Input:

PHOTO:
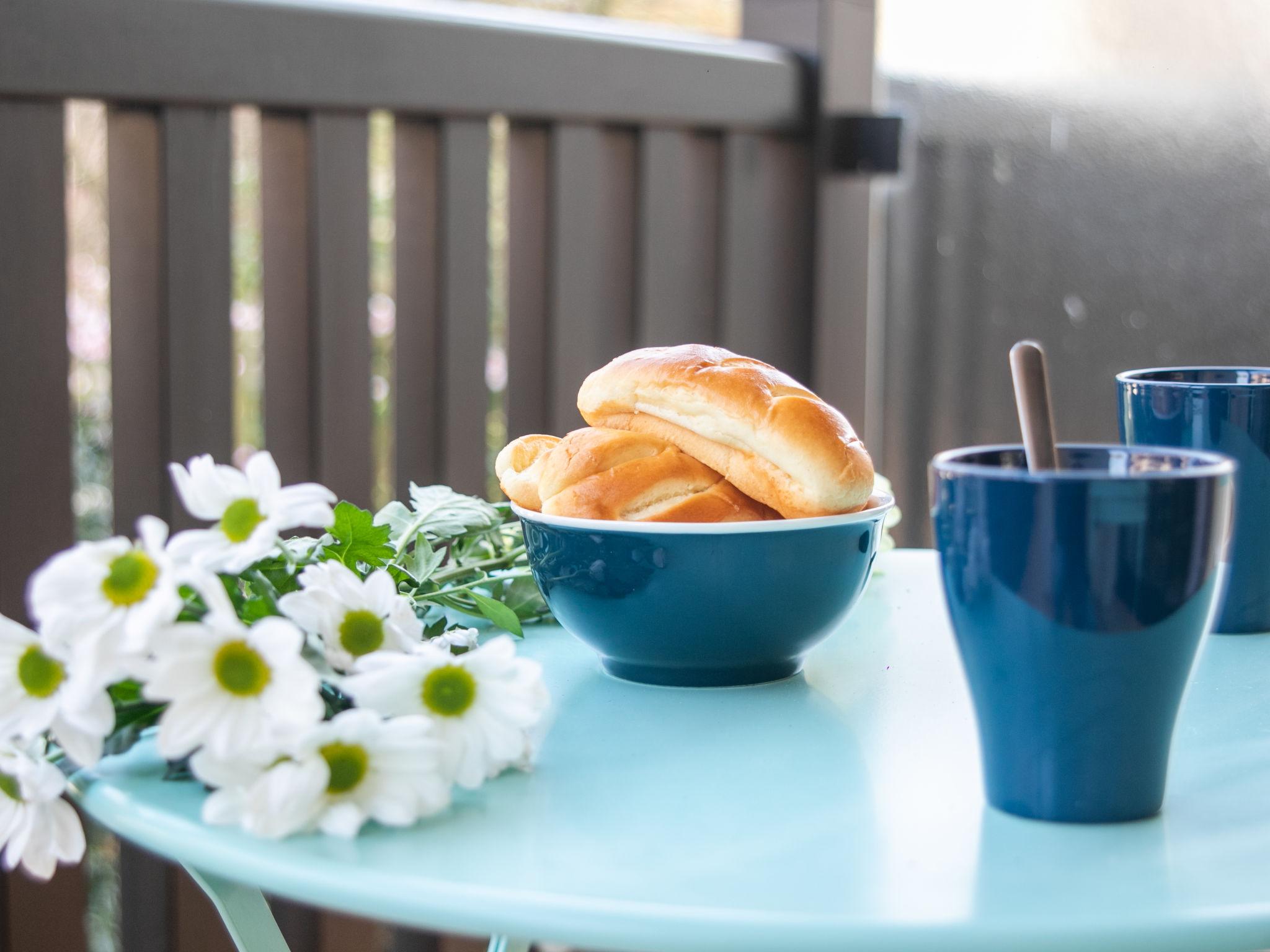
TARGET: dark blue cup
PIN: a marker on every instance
(1225, 409)
(703, 604)
(1078, 599)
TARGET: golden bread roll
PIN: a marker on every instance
(773, 438)
(520, 465)
(600, 474)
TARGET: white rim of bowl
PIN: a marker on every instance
(882, 505)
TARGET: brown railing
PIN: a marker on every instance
(660, 190)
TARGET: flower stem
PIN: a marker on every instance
(265, 588)
(493, 563)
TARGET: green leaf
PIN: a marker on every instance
(438, 512)
(281, 574)
(497, 612)
(398, 517)
(522, 597)
(131, 720)
(253, 610)
(425, 560)
(356, 539)
(125, 692)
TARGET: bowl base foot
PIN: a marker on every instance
(732, 677)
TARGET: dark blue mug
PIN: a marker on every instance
(1078, 598)
(1225, 409)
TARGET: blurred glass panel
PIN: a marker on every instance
(1090, 173)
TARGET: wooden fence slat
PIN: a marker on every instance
(592, 258)
(35, 432)
(138, 363)
(417, 345)
(766, 272)
(464, 300)
(139, 389)
(527, 306)
(198, 353)
(198, 286)
(285, 293)
(340, 392)
(35, 427)
(678, 253)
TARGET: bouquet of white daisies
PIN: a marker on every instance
(311, 683)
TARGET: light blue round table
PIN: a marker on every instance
(841, 809)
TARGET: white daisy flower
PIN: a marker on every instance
(229, 684)
(38, 829)
(352, 617)
(103, 601)
(38, 692)
(483, 702)
(456, 640)
(342, 774)
(249, 507)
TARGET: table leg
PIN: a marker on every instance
(246, 913)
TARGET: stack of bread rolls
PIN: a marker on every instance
(693, 434)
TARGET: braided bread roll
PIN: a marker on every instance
(771, 437)
(598, 474)
(518, 467)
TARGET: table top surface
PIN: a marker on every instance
(842, 806)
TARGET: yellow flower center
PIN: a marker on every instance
(361, 632)
(241, 669)
(241, 518)
(9, 786)
(130, 578)
(40, 674)
(347, 763)
(448, 691)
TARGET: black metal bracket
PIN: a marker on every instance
(861, 144)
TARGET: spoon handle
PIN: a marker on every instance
(1032, 397)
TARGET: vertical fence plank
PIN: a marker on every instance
(678, 250)
(35, 432)
(592, 258)
(340, 392)
(285, 293)
(527, 306)
(418, 364)
(768, 250)
(305, 318)
(197, 295)
(138, 395)
(35, 427)
(464, 273)
(846, 332)
(198, 286)
(138, 363)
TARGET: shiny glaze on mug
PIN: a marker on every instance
(1078, 599)
(1227, 410)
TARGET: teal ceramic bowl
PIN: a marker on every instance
(703, 604)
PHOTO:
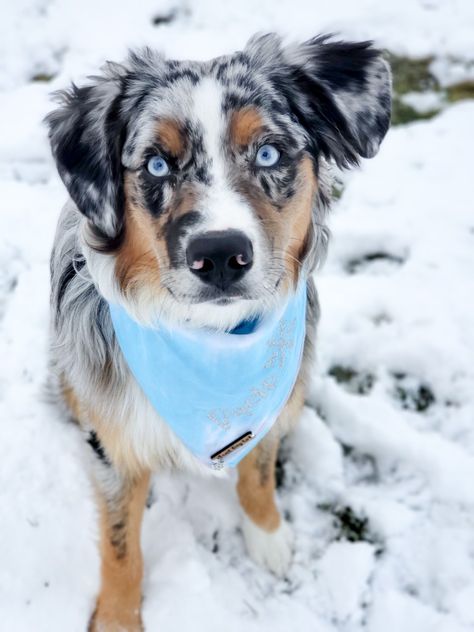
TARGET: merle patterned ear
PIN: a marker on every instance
(341, 93)
(86, 135)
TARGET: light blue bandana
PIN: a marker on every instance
(220, 392)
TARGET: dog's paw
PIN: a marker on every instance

Aim of the task:
Give the lines again, from the one that holds "TARGET: blurred glass panel" through the last line, inclusive, and keep the requests. Scale every point coordinate in the answers by 0.7, round each to a whole number with halves going up, and leave the pictures out.

Response to this task:
TARGET: blurred glass panel
PIN: a marker on every instance
(763, 121)
TARGET: wooden fence slat
PIN: a marker on every instance
(414, 181)
(25, 302)
(97, 254)
(292, 242)
(536, 190)
(325, 210)
(97, 272)
(369, 214)
(139, 247)
(139, 200)
(200, 205)
(238, 274)
(25, 299)
(475, 177)
TARGET: bouquet of white daisies
PIN: a marker on every instance
(218, 478)
TARGET: light blue round table
PIN: a marker on every instance
(589, 566)
TARGET: white daisy flower
PIN: a marker on every instance
(160, 479)
(27, 580)
(246, 432)
(72, 421)
(27, 484)
(338, 491)
(319, 448)
(239, 542)
(174, 355)
TARGET: table leg
PIN: a marker on every instance
(172, 639)
TARGET: stack of bread rolls
PIN: a marker on every instance
(485, 304)
TARGET: braided bread roll
PIN: a marker on every instance
(540, 306)
(419, 332)
(363, 327)
TARGET: table top surface
PIN: a marker on every instance
(589, 564)
TARGET: yellow flower center
PIN: a marker on every instance
(253, 442)
(169, 468)
(169, 363)
(6, 550)
(91, 405)
(28, 472)
(243, 534)
(314, 484)
TARGET: black metal bracket
PIN: a marker on every instance
(603, 101)
TARGET: spoon handle
PIN: a marker on every instance
(722, 278)
TARGET: vertical fence plank
PIN: a marker on every instance
(475, 175)
(25, 302)
(414, 181)
(238, 274)
(200, 205)
(369, 214)
(293, 255)
(538, 175)
(214, 223)
(138, 207)
(97, 277)
(25, 299)
(325, 191)
(592, 232)
(139, 200)
(97, 254)
TARGET: shiny glaze on mug
PIN: a marker on every instance
(755, 419)
(859, 287)
TARGET: teal ceramic bowl
PIN: a marker on every instance
(492, 423)
PHOTO:
TARGET: merle patterned ear
PIN: a marker on every instance
(239, 65)
(60, 95)
TARGET: light blue bandana
PIN: a marker on every instance
(154, 274)
TARGET: dog's paw
PIN: a marker on every instance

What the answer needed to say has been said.